#### The request
Copy out every line of the data below character for character, keeping each line separate.

━━━━━━

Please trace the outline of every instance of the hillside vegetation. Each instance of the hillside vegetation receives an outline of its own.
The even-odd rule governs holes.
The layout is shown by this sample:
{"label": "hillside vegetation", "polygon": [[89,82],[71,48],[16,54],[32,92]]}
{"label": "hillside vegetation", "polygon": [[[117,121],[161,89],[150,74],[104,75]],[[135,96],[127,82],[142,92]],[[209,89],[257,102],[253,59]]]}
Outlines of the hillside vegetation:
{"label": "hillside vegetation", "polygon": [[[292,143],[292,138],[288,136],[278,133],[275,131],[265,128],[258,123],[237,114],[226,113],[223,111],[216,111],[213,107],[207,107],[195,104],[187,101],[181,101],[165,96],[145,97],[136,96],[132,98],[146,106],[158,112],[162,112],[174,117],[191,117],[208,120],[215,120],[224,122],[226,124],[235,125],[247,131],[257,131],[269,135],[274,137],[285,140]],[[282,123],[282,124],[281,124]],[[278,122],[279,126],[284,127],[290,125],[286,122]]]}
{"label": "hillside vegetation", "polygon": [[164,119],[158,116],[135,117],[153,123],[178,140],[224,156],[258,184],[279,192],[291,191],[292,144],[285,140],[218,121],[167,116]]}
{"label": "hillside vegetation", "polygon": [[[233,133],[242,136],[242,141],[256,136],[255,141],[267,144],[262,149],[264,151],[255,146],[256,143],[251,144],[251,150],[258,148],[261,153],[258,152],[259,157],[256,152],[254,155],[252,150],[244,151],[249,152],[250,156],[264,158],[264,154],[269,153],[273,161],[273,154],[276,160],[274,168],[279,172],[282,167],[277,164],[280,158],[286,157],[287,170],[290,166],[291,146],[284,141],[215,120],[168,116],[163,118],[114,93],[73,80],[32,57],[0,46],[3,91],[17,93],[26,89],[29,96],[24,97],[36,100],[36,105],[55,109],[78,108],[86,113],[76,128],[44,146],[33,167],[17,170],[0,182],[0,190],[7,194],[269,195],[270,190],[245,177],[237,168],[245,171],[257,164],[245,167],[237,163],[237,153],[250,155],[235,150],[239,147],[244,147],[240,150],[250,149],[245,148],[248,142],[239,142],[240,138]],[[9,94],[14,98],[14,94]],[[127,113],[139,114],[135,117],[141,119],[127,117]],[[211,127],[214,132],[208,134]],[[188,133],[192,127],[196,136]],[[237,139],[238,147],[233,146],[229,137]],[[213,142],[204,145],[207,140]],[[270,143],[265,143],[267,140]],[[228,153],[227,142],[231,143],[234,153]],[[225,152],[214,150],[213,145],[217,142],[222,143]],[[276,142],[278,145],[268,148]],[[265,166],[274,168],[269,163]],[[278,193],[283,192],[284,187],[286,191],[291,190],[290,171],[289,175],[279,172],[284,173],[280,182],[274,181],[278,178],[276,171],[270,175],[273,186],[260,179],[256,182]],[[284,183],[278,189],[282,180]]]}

━━━━━━

#### Solution for this problem
Please trace the outline of every instance of the hillside vegetation. Each instance of the hillside vegetation receives an outline of its own.
The even-odd rule governs holes.
The layout is shown by this sample:
{"label": "hillside vegetation", "polygon": [[89,82],[71,48],[16,54],[32,92]]}
{"label": "hillside vegetation", "polygon": [[[117,121],[161,89],[150,74],[104,75]],[[135,96],[127,82],[142,92]],[[209,89],[257,102],[253,59]]]}
Outlines of the hillside vegetation:
{"label": "hillside vegetation", "polygon": [[[292,143],[292,138],[288,136],[278,133],[275,131],[265,128],[258,123],[237,114],[226,113],[223,111],[216,111],[213,107],[207,107],[195,104],[187,101],[181,101],[165,96],[145,97],[136,96],[132,98],[146,106],[158,112],[162,112],[174,117],[191,117],[208,120],[215,120],[224,122],[226,124],[235,125],[247,131],[257,131],[269,135],[274,137],[285,140]],[[282,123],[282,124],[281,124]],[[278,122],[279,126],[284,127],[290,125],[286,122]]]}
{"label": "hillside vegetation", "polygon": [[164,119],[158,116],[135,117],[153,123],[178,140],[224,156],[258,184],[279,192],[291,191],[292,144],[285,140],[218,121],[167,116]]}
{"label": "hillside vegetation", "polygon": [[[233,133],[242,136],[242,141],[256,136],[255,141],[267,144],[262,149],[264,151],[255,146],[256,143],[251,144],[251,150],[258,148],[261,153],[258,152],[259,157],[256,152],[254,155],[252,150],[244,151],[249,152],[250,156],[264,158],[264,154],[269,153],[273,161],[273,154],[276,160],[274,168],[279,172],[282,167],[277,164],[280,158],[286,157],[287,170],[290,166],[291,146],[284,141],[215,120],[168,116],[163,118],[114,93],[73,80],[32,57],[0,46],[3,91],[17,93],[26,89],[29,96],[24,97],[36,100],[36,105],[55,109],[78,108],[86,113],[76,128],[44,146],[33,167],[17,170],[0,182],[0,190],[7,194],[269,195],[270,190],[245,177],[237,168],[245,171],[257,164],[245,167],[237,163],[237,153],[250,155],[235,150],[239,147],[244,147],[240,150],[250,149],[245,148],[248,142],[239,142],[240,138]],[[9,94],[14,98],[14,94]],[[127,113],[139,114],[135,117],[141,119],[127,117]],[[211,127],[214,132],[208,134]],[[188,133],[192,127],[196,136]],[[237,139],[238,147],[233,146],[229,137]],[[213,142],[204,145],[207,140]],[[270,143],[265,143],[267,140]],[[228,153],[227,142],[231,143],[234,153]],[[225,152],[214,150],[213,145],[217,142],[222,143]],[[276,142],[278,145],[268,148]],[[265,166],[274,168],[269,163]],[[278,193],[283,192],[284,187],[286,191],[291,190],[290,171],[289,175],[279,172],[284,173],[280,182],[274,181],[278,178],[276,171],[270,175],[273,186],[260,179],[256,182]],[[284,183],[278,189],[282,180]]]}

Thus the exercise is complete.